■ DOCUMENT SECTION ■
AMD MAY WELL be falling behind with its ambitious plans to displace its 32-bit Athlon XP family with 64-bit chips, and Microsoft dragging its feet on OS software is likely one reason why sales of the high end chips have not yet taken off.
At last year's Computex in September, the INQUIRER saw a table AMD was showing its motherboard customers which gave the splits between Athlon 64s and Athlon FXs during the first half of this year.
But at last week's conference call, as reported here, AMD told analysts that margins are still higher on 32-bit chips than on the Athlon 64s.
AMD has said publicly that by the end of this year, sales of its 64-bit processors will displace its Athlon XP processors, but executives at AMD, including CEO Hector Ruiz, repeatedly refused to say how many Athlon 64s had shipped.
Sales of Opteron server processors do seem to have done better than AMD expected, but the firm may well be profiting much more from these sales than for its "cinematic" desktop chip.
Some observers suggest that sales of the Athlon 64s will only pick up when Windows 64-bit software is available for it. But that could well have slipped into Q4 of this year. In the meantime, AMD may well be able to slash prices of its Athlon 64 chips when it moves them to the smaller 90 nanometre process.

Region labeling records

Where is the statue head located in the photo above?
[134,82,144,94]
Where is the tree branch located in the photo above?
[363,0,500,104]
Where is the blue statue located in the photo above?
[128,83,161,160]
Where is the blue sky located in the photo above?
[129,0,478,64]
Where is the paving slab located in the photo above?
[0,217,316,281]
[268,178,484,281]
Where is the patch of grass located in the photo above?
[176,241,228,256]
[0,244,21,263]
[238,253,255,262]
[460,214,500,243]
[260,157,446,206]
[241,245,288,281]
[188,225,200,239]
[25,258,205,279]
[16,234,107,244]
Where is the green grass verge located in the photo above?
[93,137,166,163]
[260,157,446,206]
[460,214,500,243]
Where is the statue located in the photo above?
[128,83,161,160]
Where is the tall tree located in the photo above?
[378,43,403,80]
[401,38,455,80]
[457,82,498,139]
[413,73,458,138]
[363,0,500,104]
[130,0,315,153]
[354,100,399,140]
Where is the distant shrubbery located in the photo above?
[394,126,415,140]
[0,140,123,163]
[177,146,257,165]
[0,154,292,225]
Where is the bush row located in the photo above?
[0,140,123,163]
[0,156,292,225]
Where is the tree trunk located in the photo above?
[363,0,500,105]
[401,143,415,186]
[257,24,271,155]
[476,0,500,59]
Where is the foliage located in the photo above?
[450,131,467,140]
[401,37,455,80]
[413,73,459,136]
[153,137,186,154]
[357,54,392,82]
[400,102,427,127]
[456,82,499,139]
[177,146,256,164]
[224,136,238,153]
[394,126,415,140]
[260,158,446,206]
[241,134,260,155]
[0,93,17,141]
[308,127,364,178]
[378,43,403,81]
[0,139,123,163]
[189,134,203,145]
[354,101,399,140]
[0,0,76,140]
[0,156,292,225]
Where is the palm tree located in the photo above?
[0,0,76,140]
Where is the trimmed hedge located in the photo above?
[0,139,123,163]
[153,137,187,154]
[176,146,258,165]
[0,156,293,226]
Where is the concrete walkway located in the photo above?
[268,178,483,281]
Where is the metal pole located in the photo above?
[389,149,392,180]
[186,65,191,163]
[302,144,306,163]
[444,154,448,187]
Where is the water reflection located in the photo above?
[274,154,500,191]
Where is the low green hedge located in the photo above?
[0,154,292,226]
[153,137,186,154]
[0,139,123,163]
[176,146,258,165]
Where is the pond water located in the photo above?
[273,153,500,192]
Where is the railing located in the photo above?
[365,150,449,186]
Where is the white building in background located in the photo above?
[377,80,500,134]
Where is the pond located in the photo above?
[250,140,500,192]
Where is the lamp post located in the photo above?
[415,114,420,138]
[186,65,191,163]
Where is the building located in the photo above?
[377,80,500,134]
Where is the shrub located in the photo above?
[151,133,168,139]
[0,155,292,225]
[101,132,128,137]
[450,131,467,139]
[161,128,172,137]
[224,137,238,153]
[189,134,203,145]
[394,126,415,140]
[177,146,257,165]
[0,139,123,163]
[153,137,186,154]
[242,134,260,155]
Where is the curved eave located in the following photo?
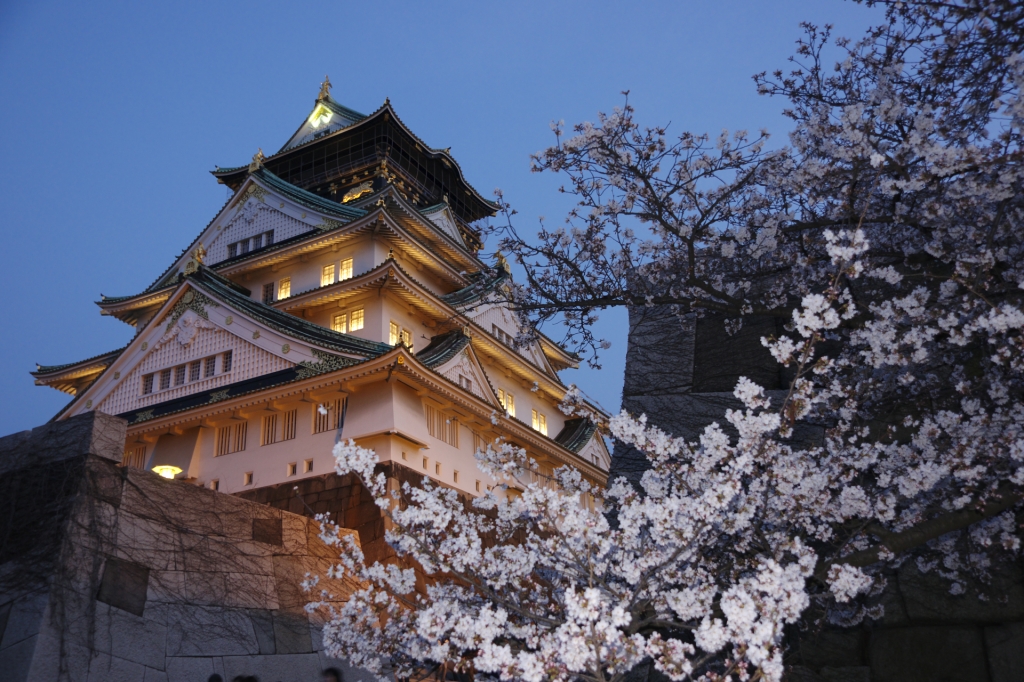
[30,346,127,395]
[211,100,499,215]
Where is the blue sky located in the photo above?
[0,0,879,435]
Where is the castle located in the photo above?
[33,80,609,504]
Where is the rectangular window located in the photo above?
[348,308,362,332]
[313,398,342,433]
[331,312,348,334]
[281,410,299,440]
[121,445,145,469]
[532,410,548,435]
[216,422,249,450]
[423,403,459,447]
[259,415,278,445]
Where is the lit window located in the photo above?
[259,415,278,445]
[532,410,548,435]
[281,410,299,440]
[331,312,348,334]
[321,263,334,287]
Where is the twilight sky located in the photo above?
[0,0,880,435]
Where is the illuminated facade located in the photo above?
[33,82,609,495]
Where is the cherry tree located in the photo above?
[308,0,1024,682]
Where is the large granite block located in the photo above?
[868,626,989,682]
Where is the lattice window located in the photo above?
[216,422,249,457]
[321,263,334,287]
[313,398,342,433]
[331,312,348,334]
[530,410,548,435]
[259,415,278,445]
[498,388,515,417]
[423,403,459,447]
[121,445,145,469]
[281,410,299,440]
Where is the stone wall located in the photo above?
[0,413,374,682]
[611,306,1024,682]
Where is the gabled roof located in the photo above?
[554,417,597,453]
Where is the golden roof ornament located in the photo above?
[249,147,266,173]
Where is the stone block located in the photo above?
[821,666,871,682]
[868,626,988,682]
[252,518,284,547]
[273,610,313,654]
[0,592,48,649]
[798,629,865,670]
[899,561,1024,623]
[96,558,150,615]
[0,635,39,682]
[985,623,1024,682]
[152,604,259,656]
[167,656,216,682]
[88,653,145,682]
[249,608,278,655]
[222,653,321,682]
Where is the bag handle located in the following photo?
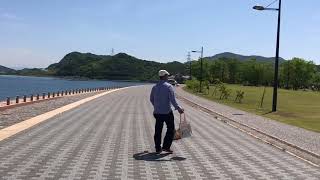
[179,113,187,129]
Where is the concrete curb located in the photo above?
[0,87,130,141]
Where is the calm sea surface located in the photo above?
[0,75,142,101]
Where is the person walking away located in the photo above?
[150,70,184,153]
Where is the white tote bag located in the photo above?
[174,113,192,140]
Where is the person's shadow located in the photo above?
[133,151,186,161]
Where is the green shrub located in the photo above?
[234,90,244,103]
[186,79,200,92]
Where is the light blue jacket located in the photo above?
[150,80,181,114]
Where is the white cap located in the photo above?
[159,70,170,77]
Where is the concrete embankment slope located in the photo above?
[0,86,320,179]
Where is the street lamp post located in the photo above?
[253,0,281,112]
[191,47,203,93]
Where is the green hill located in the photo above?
[47,52,185,81]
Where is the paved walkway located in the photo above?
[176,88,320,155]
[0,86,320,180]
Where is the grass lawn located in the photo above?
[185,84,320,132]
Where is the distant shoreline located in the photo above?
[0,74,152,83]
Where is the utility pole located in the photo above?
[110,48,114,56]
[187,52,192,80]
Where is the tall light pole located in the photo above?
[253,0,281,112]
[191,47,203,93]
[187,52,192,80]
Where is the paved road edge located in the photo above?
[177,90,320,167]
[0,86,133,142]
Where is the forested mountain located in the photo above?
[48,52,185,80]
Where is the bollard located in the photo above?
[7,97,10,106]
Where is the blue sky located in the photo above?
[0,0,320,67]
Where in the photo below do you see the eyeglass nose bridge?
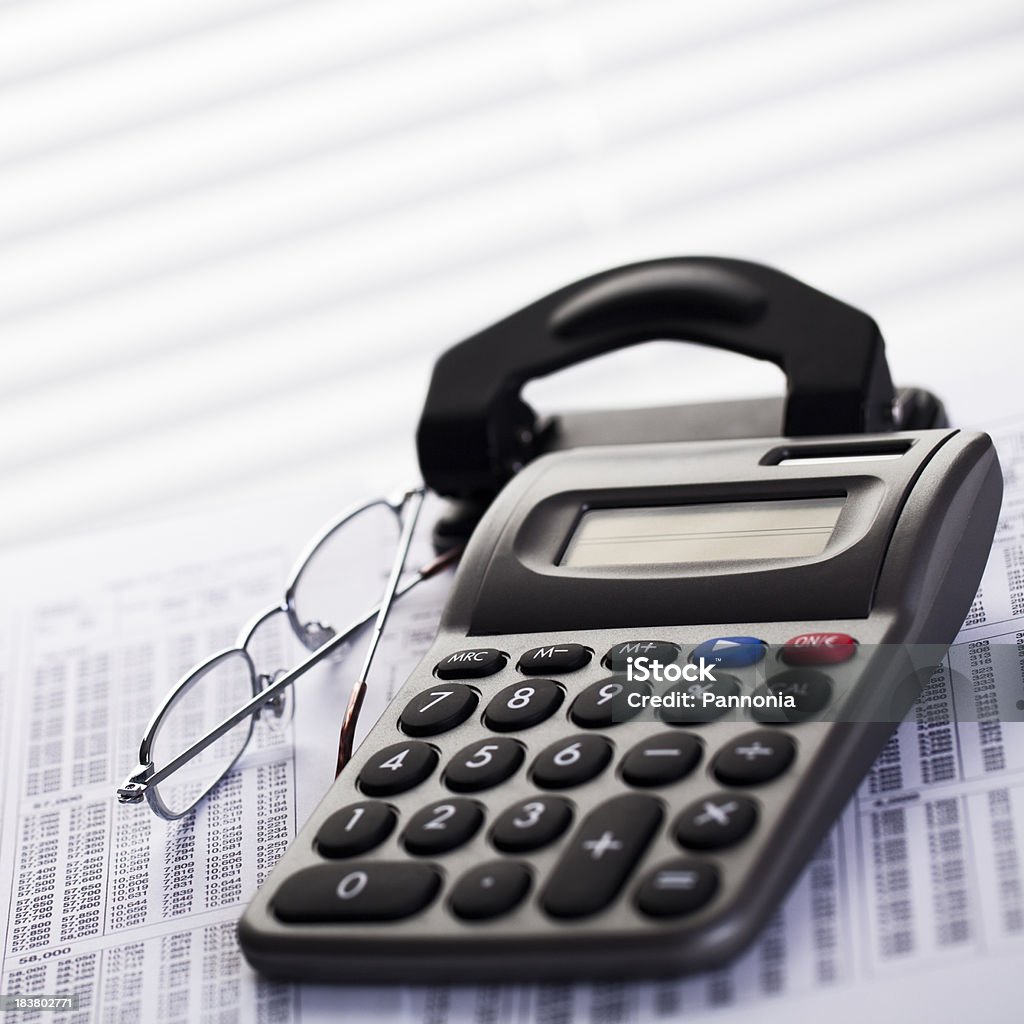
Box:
[302,622,337,650]
[253,669,288,719]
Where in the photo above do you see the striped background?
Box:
[0,0,1024,545]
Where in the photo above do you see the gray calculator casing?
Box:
[239,429,1001,984]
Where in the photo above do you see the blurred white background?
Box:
[0,0,1024,545]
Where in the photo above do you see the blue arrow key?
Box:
[690,637,768,669]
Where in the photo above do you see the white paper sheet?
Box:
[0,422,1024,1024]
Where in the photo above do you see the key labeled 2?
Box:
[401,798,483,855]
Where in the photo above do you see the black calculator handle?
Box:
[417,256,894,501]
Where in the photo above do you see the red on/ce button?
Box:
[781,633,857,665]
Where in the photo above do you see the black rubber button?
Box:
[658,672,741,725]
[715,729,797,785]
[444,737,523,793]
[271,861,441,924]
[401,798,483,854]
[751,669,831,724]
[490,797,572,853]
[434,647,505,679]
[569,676,650,729]
[676,793,758,850]
[620,732,700,785]
[532,735,611,790]
[398,683,479,736]
[452,860,530,921]
[637,860,718,918]
[483,679,565,732]
[604,640,679,672]
[519,643,590,676]
[316,800,396,857]
[358,739,437,797]
[542,794,662,918]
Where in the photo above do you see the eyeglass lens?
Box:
[151,651,253,816]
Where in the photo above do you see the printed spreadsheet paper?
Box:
[0,422,1024,1024]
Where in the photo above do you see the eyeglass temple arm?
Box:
[335,487,424,778]
[118,547,462,804]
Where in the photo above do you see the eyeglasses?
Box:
[117,486,461,820]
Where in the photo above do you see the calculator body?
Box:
[240,429,1001,984]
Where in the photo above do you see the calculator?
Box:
[240,259,1001,984]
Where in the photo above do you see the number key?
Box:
[532,735,611,790]
[483,679,564,732]
[444,737,523,793]
[316,800,395,857]
[569,677,650,729]
[402,799,483,854]
[398,683,477,736]
[490,797,572,853]
[272,861,441,924]
[358,740,437,797]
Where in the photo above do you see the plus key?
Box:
[541,794,662,918]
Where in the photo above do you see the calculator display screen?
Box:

■ PROMPT ■
Set down the part of the article on AMD's 64-bit chip sales that runs from "But at last" down to "64s had shipped.", word for word. The records are separate material and do not relate to the article.

■ RESPONSE TO THE TASK ■
But at last week's conference call, as reported here, AMD told analysts that margins are still higher on 32-bit chips than on the Athlon 64s.
AMD has said publicly that by the end of this year, sales of its 64-bit processors will displace its Athlon XP processors, but executives at AMD, including CEO Hector Ruiz, repeatedly refused to say how many Athlon 64s had shipped.